[Stored items]
— Begin —

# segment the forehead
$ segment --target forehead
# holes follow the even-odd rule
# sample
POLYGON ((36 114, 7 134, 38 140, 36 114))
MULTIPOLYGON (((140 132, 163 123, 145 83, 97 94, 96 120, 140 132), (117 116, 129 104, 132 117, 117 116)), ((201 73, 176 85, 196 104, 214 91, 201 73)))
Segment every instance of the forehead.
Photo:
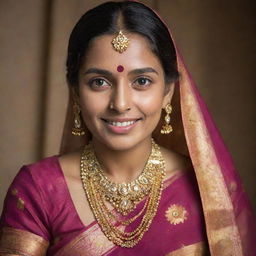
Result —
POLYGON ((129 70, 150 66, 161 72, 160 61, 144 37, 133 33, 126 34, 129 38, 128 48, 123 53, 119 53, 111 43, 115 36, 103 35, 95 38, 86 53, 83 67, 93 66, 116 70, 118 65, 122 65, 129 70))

— End —

Copy every line of the entries above verbatim, leaving out the pictures.

# segment the forehead
$ segment --target forehead
# holes follow the even-odd rule
# sample
POLYGON ((36 114, 7 134, 38 140, 36 114))
MULTIPOLYGON (((140 132, 163 123, 145 83, 97 94, 96 120, 140 132), (117 116, 129 104, 132 117, 117 116)), ((201 73, 176 85, 196 104, 214 91, 201 73)))
Segment every instance of the forehead.
Photo:
Result —
POLYGON ((129 70, 150 66, 161 72, 160 61, 144 37, 133 33, 126 34, 129 38, 128 48, 123 53, 119 53, 111 43, 115 36, 103 35, 95 38, 86 53, 83 67, 93 66, 116 70, 118 65, 122 65, 129 70))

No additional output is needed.